▸ **QUOTED PASSAGE**:
╔══

Build some infrastructure to locally run all nvFuser tests and parallalize across available devices. #3915

csarofeen · 2025-02-17T17:13:01Z

No description provided.

…rors.

github-actions · 2025-02-17T17:13:43Z

Review updated until commit 33e519a

Description

Added script to run nvFuser tests locally.
Implemented parallel execution across available devices.
Included dry run functionality for testing.
Collected and summarized test failures.

Changes walkthrough 📝

Relevant files

Enhancement

run_nvfuser_tests.py `Added local nvFuser test execution script with parallelization` tools/run_nvfuser_tests.py Created script to run nvFuser tests locally. Implemented parallel execution for single device tests. Added dry run option to simulate test execution. Collected and summarized test failures. Created timestamped log directories and symlinks. Separated multidevice and single device tests. Set timeouts for different test types. Suppressed multidevice test output to console. Generalized script to handle any number of GPUs. Added license and fixed various issues.	+567/-0

PR Reviewer Guide 🔍

Here are some key observations to aid the review process:

🧪 No relevant tests

⚡ Recommended focus areas for review

Hardcoded Paths

The paths for build_dir and python_test_dir are hardcoded. This might not be flexible for different environments or configurations.

build_dir = "bin"
python_test_dir = "tests/python"

Timeout Handling

The timeout handling for tests is done by checking the elapsed time since the test started. This might not be accurate if the test is paused or if there are other system delays.

test_name = os.path.basename(current_tests[gpu_id])
timeout = get_test_timeout(test_name)

# Check for timeout
if time.time() - start_times[gpu_id] > timeout:
    print(
        f"Test {test_name} on GPU {gpu_id} timed out after {timeout/60} minutes"
    )
    current_processes[gpu_id].kill()
    test = current_tests[gpu_id]

    # Append timeout status to log file

Logging and Error Handling

The logging and error handling could be improved by using a logging library instead of writing directly to files. This would provide more flexibility and better control over log levels and formats.

    # Redirect output to /dev/null to suppress console output
    with open(os.devnull, "w") as devnull:
        result = subprocess.run(
            cmd, timeout=timeout, stdout=devnull, stderr=subprocess.STDOUT
        )
    return result.returncode == 0
except subprocess.TimeoutExpired:
    with open(f"{log_base}.log", "w") as f:
        f.write(f"Test: {test_name}\n")

╚══

▸ **REQUIREMENTS**: Copy the nvFuser test script review from "The paths for" up to and including "test_name = os.path.basename(current_tests[gpu_id])", switching "elapsed time" to "wall-clock time".

▸ **STORED RECORDS**:
╔══

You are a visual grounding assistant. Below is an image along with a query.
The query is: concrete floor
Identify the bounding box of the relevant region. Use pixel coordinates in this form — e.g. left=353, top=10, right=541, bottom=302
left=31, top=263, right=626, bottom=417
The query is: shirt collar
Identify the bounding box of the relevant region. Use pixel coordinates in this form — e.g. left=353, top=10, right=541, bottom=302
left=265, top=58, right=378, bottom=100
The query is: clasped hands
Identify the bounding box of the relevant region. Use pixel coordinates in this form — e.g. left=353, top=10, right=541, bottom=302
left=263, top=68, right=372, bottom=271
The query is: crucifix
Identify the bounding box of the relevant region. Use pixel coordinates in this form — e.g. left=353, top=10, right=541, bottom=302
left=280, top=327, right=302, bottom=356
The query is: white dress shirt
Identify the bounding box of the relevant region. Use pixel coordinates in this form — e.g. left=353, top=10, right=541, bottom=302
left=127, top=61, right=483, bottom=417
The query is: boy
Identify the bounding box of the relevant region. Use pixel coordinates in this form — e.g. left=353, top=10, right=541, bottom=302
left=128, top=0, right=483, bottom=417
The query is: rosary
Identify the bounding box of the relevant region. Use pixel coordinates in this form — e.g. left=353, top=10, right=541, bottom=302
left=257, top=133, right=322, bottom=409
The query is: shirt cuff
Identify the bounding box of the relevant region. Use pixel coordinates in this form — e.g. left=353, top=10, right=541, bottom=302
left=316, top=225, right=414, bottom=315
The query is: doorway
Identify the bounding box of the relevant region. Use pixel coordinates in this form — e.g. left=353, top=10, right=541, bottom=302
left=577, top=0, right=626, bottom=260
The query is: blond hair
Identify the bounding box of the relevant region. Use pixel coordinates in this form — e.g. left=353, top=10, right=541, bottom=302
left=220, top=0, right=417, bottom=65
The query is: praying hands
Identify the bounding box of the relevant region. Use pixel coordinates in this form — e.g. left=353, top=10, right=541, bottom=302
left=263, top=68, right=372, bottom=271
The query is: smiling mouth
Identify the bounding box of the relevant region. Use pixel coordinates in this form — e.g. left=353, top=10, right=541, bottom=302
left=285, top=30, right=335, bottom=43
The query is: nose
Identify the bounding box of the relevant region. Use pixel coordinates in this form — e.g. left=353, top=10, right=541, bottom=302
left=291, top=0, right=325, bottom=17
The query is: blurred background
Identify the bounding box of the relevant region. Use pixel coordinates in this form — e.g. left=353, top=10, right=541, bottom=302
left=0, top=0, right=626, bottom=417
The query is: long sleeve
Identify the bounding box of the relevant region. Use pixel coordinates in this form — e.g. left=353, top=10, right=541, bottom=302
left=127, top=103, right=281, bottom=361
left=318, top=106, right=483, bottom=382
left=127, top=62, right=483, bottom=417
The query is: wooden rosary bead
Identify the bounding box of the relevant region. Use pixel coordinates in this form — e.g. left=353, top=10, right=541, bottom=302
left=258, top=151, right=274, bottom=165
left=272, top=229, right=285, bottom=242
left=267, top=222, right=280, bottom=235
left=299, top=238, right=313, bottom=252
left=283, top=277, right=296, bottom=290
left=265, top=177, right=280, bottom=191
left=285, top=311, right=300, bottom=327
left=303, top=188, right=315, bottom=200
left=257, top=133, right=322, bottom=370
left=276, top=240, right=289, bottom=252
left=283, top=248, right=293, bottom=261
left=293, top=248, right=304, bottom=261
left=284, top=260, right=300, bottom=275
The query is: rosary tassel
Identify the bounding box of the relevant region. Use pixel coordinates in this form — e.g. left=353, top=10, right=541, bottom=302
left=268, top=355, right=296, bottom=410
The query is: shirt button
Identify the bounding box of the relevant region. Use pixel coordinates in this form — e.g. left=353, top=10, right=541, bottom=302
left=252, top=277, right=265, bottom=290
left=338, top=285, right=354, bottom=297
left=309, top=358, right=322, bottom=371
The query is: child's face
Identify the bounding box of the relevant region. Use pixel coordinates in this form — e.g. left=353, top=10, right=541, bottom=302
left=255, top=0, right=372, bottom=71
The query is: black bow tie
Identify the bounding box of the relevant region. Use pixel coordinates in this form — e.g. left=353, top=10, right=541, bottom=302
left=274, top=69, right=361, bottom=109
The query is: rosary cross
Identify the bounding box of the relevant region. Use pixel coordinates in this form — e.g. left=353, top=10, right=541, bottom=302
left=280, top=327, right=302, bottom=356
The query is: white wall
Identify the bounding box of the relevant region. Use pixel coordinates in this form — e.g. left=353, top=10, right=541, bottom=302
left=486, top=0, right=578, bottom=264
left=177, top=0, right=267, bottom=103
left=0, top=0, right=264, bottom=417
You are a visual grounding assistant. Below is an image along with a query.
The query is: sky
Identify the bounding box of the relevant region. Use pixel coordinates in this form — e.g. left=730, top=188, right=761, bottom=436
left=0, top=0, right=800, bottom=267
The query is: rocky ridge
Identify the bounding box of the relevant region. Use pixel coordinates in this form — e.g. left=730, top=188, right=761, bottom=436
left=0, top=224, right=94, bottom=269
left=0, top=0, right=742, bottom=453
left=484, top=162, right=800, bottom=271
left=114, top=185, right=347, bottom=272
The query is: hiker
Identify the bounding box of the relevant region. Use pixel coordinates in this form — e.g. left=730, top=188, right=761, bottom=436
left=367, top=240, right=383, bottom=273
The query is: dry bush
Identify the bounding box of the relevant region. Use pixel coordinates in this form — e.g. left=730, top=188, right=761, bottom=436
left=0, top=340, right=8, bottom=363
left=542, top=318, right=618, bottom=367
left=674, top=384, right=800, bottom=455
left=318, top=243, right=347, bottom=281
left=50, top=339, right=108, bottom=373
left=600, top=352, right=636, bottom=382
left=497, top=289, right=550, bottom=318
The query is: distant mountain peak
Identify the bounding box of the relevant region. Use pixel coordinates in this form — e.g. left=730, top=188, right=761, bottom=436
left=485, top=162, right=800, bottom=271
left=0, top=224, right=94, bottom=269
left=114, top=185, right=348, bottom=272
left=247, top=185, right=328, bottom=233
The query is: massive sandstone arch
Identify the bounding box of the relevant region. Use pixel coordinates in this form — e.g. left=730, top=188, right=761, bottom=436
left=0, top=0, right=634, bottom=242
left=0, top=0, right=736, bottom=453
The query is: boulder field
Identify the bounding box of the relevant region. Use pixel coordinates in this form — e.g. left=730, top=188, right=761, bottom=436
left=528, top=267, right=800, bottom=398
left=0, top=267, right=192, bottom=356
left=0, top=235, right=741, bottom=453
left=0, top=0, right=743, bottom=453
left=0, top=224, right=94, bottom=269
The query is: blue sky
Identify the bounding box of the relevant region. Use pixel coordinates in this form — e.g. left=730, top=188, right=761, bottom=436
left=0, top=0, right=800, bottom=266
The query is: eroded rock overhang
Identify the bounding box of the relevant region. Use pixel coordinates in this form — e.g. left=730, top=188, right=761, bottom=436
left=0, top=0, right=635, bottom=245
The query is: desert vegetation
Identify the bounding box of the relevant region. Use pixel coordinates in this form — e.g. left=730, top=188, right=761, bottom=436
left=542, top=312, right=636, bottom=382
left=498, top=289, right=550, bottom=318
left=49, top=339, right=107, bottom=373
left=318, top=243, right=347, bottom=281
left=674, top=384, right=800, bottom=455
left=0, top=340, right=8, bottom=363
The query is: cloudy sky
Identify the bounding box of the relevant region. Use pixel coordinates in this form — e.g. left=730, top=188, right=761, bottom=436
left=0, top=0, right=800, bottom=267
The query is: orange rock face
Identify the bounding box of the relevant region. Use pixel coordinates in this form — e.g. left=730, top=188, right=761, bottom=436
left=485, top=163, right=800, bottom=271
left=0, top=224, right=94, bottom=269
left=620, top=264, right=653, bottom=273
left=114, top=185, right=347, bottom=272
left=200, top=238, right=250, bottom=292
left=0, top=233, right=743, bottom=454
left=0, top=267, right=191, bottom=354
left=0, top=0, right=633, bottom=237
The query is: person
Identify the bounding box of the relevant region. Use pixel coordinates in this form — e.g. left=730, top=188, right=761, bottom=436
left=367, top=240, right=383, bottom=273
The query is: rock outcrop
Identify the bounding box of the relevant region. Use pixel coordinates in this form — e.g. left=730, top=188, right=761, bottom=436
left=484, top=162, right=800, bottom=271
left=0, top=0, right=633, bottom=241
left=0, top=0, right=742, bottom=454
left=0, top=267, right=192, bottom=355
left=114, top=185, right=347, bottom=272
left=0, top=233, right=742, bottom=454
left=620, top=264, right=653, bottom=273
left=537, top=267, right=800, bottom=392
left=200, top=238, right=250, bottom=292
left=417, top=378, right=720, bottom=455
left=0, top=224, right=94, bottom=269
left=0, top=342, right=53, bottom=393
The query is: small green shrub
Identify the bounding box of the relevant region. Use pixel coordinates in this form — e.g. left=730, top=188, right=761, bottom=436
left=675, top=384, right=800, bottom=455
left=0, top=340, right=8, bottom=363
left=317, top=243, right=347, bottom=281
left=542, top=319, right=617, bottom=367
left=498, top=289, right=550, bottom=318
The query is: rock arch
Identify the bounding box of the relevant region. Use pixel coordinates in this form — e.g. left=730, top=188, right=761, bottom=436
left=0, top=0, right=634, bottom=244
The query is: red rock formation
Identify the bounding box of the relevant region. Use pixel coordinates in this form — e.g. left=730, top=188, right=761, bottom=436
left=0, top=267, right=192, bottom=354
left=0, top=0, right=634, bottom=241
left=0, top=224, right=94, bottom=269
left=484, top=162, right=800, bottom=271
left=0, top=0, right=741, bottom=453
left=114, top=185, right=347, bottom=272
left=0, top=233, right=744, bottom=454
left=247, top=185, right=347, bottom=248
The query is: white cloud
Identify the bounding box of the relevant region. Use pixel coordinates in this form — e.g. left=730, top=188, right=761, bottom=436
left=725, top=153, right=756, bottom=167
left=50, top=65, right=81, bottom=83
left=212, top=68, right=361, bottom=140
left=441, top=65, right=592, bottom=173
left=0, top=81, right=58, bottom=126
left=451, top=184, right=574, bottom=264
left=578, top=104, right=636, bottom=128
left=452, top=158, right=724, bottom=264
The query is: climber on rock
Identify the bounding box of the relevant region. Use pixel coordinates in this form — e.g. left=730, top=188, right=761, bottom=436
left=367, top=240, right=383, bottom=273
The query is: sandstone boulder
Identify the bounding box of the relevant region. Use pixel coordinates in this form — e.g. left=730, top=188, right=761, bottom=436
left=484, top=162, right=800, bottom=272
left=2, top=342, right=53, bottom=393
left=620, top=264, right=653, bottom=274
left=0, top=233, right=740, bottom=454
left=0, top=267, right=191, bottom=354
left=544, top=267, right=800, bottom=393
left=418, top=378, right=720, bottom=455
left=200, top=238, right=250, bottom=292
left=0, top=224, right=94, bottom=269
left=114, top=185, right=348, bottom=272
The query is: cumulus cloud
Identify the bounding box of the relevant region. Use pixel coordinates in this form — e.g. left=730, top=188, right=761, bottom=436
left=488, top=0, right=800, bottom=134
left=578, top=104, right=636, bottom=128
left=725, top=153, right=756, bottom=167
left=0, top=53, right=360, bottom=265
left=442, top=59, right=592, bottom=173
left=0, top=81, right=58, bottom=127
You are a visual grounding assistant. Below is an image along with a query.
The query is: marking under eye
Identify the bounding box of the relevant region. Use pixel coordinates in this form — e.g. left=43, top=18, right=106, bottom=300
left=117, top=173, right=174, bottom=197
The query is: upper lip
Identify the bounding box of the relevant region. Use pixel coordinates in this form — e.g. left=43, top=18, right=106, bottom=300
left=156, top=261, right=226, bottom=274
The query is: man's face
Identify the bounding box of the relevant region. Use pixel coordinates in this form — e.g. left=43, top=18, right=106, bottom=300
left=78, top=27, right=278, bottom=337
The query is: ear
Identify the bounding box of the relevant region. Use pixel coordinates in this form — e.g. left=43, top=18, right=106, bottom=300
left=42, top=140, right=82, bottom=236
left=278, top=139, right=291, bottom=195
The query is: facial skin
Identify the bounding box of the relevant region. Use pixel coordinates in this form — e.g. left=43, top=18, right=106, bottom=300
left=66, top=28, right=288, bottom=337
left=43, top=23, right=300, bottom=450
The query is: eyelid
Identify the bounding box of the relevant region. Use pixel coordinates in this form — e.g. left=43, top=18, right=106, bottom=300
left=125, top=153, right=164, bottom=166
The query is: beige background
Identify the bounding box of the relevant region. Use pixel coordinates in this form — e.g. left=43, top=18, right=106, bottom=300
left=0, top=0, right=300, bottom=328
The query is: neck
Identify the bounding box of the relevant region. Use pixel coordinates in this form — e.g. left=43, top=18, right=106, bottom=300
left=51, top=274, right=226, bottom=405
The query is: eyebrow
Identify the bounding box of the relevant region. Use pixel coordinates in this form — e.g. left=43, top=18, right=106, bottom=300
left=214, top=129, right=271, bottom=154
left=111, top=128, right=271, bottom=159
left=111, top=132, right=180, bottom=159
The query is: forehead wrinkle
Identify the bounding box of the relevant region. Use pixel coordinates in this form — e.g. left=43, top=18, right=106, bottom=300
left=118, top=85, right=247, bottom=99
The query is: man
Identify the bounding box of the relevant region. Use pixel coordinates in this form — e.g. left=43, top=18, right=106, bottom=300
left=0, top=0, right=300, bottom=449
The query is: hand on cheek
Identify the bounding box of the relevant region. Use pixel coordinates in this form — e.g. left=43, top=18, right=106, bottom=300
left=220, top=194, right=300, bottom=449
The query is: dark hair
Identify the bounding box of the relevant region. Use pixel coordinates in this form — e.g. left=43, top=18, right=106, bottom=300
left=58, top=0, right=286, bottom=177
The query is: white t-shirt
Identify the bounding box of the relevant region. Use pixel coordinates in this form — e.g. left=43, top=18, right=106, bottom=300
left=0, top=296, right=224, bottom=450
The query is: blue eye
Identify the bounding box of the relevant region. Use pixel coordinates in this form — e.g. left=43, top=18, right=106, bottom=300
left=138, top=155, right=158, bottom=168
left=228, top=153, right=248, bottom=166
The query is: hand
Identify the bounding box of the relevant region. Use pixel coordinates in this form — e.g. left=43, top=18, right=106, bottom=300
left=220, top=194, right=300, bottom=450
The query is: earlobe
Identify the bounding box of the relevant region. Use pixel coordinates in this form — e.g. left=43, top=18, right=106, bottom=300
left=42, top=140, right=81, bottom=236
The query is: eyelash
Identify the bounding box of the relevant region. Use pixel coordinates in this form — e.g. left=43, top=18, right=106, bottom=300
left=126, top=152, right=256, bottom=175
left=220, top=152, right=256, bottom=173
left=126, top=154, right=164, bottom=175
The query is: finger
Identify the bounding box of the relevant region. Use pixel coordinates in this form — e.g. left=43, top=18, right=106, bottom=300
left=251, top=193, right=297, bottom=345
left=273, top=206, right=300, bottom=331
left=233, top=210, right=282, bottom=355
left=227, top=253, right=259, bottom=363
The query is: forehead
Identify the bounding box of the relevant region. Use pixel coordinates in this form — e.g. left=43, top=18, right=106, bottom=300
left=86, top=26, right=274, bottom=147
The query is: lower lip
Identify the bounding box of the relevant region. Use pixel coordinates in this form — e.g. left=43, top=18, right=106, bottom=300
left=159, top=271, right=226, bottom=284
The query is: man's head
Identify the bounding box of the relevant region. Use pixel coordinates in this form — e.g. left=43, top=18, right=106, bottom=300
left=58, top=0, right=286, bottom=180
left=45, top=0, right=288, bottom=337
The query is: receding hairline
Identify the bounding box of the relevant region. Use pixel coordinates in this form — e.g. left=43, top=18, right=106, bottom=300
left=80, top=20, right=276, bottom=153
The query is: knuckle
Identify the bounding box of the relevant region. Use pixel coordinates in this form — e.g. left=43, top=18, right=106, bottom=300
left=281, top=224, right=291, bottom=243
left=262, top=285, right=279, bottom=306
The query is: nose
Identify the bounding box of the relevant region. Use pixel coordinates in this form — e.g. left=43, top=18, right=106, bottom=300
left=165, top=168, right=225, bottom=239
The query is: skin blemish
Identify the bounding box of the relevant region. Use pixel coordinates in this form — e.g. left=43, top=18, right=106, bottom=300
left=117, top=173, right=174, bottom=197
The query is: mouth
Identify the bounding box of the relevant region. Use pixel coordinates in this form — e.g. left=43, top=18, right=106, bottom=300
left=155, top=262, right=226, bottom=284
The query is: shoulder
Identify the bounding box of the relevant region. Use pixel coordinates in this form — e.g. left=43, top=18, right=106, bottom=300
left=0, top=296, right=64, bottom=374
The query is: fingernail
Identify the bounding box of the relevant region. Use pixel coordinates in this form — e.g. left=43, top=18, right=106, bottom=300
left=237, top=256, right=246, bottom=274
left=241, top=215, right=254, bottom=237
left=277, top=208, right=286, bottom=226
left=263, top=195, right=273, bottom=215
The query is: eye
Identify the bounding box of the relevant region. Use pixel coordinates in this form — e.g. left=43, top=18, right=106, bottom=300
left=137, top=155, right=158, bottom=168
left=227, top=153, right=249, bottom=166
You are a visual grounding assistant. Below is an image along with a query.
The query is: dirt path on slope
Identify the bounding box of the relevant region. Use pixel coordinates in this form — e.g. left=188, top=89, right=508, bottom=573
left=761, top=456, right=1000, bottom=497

╚══

▸ **RESPONSE**:
The paths for build_dir and python_test_dir are hardcoded. This might not be flexible for different environments or configurations.

build_dir = "bin"
python_test_dir = "tests/python"

Timeout Handling

The timeout handling for tests is done by checking the wall-clock time since the test started. This might not be accurate if the test is paused or if there are other system delays.

test_name = os.path.basename(current_tests[gpu_id])